# VORGEGEBENER TEXT
Mit der Kindererziehung ist das heutzutage gar nicht so einfach. Früher bekam man sie einfach, eins, zwei, drei. Sie hatten Masern, Röteln, Mumps, fielen hin und wieder vom Baum, brachen sich dabei einen Arm oder auch nicht, lernten Blockflöte und gingen zum Turnunterricht.

Wie nebenbei wurden sie irgendwie größer, gingen zur Schule, nach der Grundschule auf irgendeine andere Schule, quälten sich durch die Pubertät, hatten ihren ersten Liebeskummer, machten ihren Führerschein, gingen zur Uni oder machten eine Lehre, und schon war man durch mit dem Thema.

Heute ist das anders. Heute haben die Kinder ADS (Aufmerksamkeitsdefizit-/Hyperaktivitätsstörung), sind hochbegabt, Vegetarier und gehen zum Osteopathen und zur Therapie. Kinder muss man fördern, von früh auf, damit man all ihre Talente und Potenziale ausschöpft – bis zur Erschöpfung, des Kindes, aber auch der Eltern. Am besten, man fördert das Kind schon, während es noch im Mutterleib vor sich hin wabert. Da gibt es so ein Gerät, mit dem man die Embryos mit klassischer Musik beschallen kann. Klassische Musik soll ja gemeinhin beruhigen und alles Mögliche fördern. Aber niemand weiß wirklich, wie das das werdende Kind empfindet, wenn es, noch bevor es die Welt erblickt, mit Mozart und Bach konfrontiert wird. Im Mutterbauch ist das ein Höllenkrach, wie kürzlich eine Studie bewies. Ist das Kind auf der Welt, geht der Stress weiter. Als erstes bekommt der Sprössling einen möglichst exotischen Namen, den kein Mensch aussprechen kann, geschweige denn das Kind selbst. Dann fängt es nicht einfach an zu krabbeln, wie es die Natur befiehlt. Nein, gekrabbelt wird in der fachlich angeleiteten Krabbelgruppe. Und damit beginnt der Marathon durch den Früh-Förderungs-Trallala. Das Kind bleibt unter ständiger Beobachtung, damit den sorgenden Eltern auch ja nicht die Talente, Potenziale und Defizite entgehen. Drum darf es auch nicht irgendein Kindergarten sein, sondern die Erziehungs- und Förderkonzepte werden von den gutmeinenden Eltern ausgewertet und im Gegenzug die Kinder mitsamt den Müttern von den Gruppen ausgewählt. Richtige Vorstellungsgespräche sind das, damit auch alles zueinander passt. Da mischt sich die moderne Mutter von heute auch gern mal in das Betreuungskonzept ein – zur Freude der Erzieherinnen. Und so setzt sich der Wahn fort.

Bei alldem gilt es, erhöhte Aufmerksamkeit walten zu lassen, damit einem ja keine Auffälligkeit des Kindes entgeht. Wenn sich ein Kind viel bewegt, nennt man das heutzutage auf der kleinsten Stufe Bewegungsdrang, nur zu schnell ist man beim ADS. Das gab es zu meiner Zeit noch nicht, sonst hätte ich das bestimmt auch gehabt. Puh, Glück gehabt, gerade noch mal davongekommen! Die Nebenwirkungen und Spätfolgen dieser umfassenden Frühförderung werden erst später zu Tage treten. Ich für meinen Teil bin froh, dass ich einfach nur spielen durfte.

(Gespeicherte Datensätze)
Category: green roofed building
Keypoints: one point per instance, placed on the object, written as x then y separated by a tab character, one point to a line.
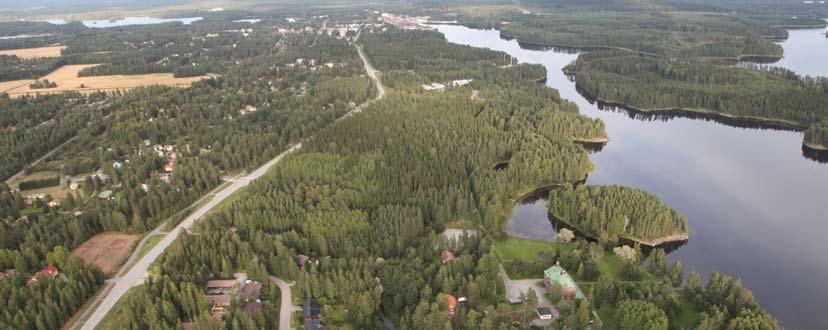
106	194
556	274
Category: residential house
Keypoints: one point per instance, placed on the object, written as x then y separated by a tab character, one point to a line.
106	194
446	256
452	305
434	87
219	305
544	313
301	260
8	273
312	314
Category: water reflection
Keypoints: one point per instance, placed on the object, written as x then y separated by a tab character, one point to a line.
742	189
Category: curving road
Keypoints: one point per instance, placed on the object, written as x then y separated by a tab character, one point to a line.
136	275
287	307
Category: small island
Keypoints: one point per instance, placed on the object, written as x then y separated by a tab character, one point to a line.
610	213
816	137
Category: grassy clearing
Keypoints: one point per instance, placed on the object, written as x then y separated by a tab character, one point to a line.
686	318
514	248
66	77
106	250
30	53
612	265
151	242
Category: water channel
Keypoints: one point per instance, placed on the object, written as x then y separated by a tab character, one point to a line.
757	206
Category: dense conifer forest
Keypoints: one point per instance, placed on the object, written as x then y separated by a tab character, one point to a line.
367	198
612	212
676	55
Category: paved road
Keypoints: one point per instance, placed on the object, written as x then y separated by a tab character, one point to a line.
23	171
136	275
287	308
515	288
139	272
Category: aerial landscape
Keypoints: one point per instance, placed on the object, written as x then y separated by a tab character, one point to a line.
413	164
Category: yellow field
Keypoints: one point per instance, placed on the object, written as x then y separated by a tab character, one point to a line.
66	77
29	53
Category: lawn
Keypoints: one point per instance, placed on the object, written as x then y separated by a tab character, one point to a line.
151	242
109	318
612	265
686	318
526	249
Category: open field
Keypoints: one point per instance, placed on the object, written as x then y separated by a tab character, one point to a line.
30	53
56	192
66	77
105	250
514	248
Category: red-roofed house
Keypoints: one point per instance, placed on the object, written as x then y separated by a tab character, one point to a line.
48	272
452	302
446	256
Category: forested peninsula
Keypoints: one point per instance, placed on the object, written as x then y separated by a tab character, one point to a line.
648	56
747	92
609	213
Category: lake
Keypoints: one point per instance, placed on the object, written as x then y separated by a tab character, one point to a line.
756	207
805	52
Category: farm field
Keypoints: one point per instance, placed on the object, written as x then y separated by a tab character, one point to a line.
30	53
106	250
67	80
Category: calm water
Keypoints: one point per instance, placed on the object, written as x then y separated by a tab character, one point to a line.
756	206
805	52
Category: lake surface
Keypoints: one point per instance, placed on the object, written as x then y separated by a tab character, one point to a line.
757	208
805	52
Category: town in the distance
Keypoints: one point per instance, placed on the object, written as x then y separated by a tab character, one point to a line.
413	164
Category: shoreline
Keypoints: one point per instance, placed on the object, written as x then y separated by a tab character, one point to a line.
591	140
815	147
669	242
666	240
769	123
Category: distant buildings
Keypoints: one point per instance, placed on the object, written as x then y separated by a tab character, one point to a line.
434	87
220	293
312	314
452	305
556	274
544	313
406	22
446	256
219	305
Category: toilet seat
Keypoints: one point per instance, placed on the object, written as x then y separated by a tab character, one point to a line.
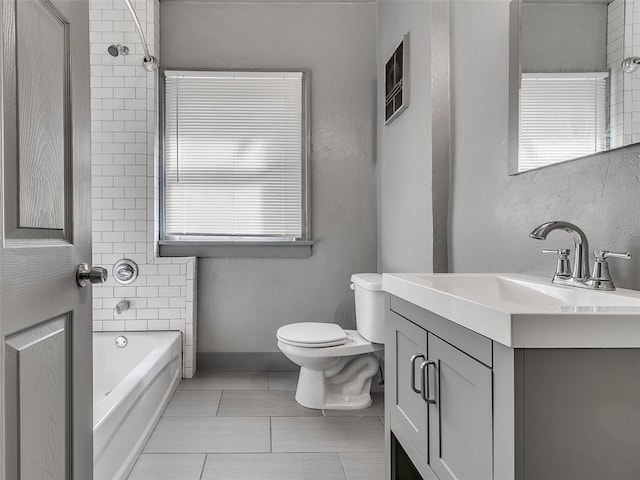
354	345
312	335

# AUFGABE
Schreib den Text über Kindererziehung zwischen „Wie nebenbei wurden“ und „mit dem Thema.“ einschließlich ab und ändere dabei „Lehre“ in „Ausbildung“. Verwende nur den Text, nicht die Liste.

# LÖSUNG
Wie nebenbei wurden sie irgendwie größer, gingen zur Schule, nach der Grundschule auf irgendeine andere Schule, quälten sich durch die Pubertät, hatten ihren ersten Liebeskummer, machten ihren Führerschein, gingen zur Uni oder machten eine Ausbildung, und schon war man durch mit dem Thema.